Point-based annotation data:
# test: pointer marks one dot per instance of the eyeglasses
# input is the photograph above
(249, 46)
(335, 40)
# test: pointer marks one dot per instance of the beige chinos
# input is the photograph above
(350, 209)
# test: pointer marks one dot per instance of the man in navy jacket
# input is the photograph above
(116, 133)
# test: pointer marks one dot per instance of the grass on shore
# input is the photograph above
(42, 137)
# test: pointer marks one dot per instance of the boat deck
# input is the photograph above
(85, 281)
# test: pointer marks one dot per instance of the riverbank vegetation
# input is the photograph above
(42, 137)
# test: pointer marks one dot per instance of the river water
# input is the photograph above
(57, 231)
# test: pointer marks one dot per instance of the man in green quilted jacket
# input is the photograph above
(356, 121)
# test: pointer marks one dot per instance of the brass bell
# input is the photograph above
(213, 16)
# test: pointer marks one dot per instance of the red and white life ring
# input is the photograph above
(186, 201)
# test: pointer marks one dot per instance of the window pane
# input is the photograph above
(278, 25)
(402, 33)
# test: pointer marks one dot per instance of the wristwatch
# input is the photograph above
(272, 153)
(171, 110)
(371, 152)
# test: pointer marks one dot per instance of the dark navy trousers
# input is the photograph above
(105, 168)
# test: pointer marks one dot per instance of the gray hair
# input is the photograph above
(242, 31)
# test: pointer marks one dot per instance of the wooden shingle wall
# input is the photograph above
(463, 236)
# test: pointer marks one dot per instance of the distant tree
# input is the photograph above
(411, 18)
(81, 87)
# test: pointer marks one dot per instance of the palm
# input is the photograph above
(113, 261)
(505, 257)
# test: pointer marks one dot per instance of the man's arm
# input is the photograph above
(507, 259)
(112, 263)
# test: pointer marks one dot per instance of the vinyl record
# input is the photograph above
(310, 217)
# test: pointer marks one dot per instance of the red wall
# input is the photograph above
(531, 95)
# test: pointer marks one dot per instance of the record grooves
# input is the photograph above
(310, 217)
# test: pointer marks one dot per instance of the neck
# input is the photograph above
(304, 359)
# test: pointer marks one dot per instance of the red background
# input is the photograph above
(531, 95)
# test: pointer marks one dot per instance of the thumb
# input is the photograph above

- PROBLEM -
Print the lines above exactly, with no changes.

- RESULT -
# test: pointer marks one dot per instance of the eyeglasses
# input is the photograph above
(249, 46)
(335, 40)
# test: pointer marks one dot per instance of the beige chinos
# input is the photograph above
(350, 209)
# test: pointer marks one dot per instance of the man in navy jacket
# input is the photograph above
(116, 133)
# test: pointer marks one dot per instance of the grass on shore
# input is the photograph above
(42, 137)
# test: pointer marks one dot per instance of the boat deck
# input is the photograph above
(85, 281)
# test: pointer marks one dot per instance of the riverbank vegetation
# input is the photograph above
(42, 137)
# test: pointer marks one dot per instance of the river water
# input is the photograph above
(57, 231)
# test: pointer marks one dot per instance of the man in green quilted jacket
# input is the photograph above
(356, 121)
# test: pointer marks one dot per instance of the brass bell
# input is the photograph above
(213, 16)
# test: pointer marks one dot per instance of the red and white life ring
# input is the photograph above
(186, 201)
# test: pointer marks one dot per instance of the window pane
# input is the photograph above
(278, 25)
(402, 33)
# test: pointer marks one dot per instance of the wristwatch
# input is the photograph above
(272, 153)
(171, 110)
(371, 152)
# test: pointer marks one dot per instance of the dark navy trousers
# input is the photograph above
(105, 168)
# test: pointer marks one dot per instance of the gray hair
# input is the photograph above
(242, 31)
# test: pointer marks one dot per instance of the wooden shingle wall
# input is the photograph above
(463, 236)
# test: pointer marks one dot per instance of the distant tree
# input is the photograph above
(411, 18)
(81, 87)
# test: pointer marks one dot per instance of the palm
# input is the photograph above
(113, 261)
(505, 257)
# test: pointer marks one dot per instance of the man's arm
# input is the photograph above
(507, 259)
(112, 263)
# test: pointer marks one dot per instance of the vinyl record
# input is the photograph above
(310, 217)
# test: pointer marks one dot per instance of the red wall
# input is the photograph above
(531, 95)
# test: pointer marks one dot per instance of the record grooves
# input is the photograph above
(310, 217)
# test: pointer marks one dot per instance of the neck
# input is the photograph above
(304, 359)
# test: pointer marks one dot per instance of the red background
# input is the photograph above
(531, 95)
# test: pointer marks one dot per instance of the thumb
# input is the photograph above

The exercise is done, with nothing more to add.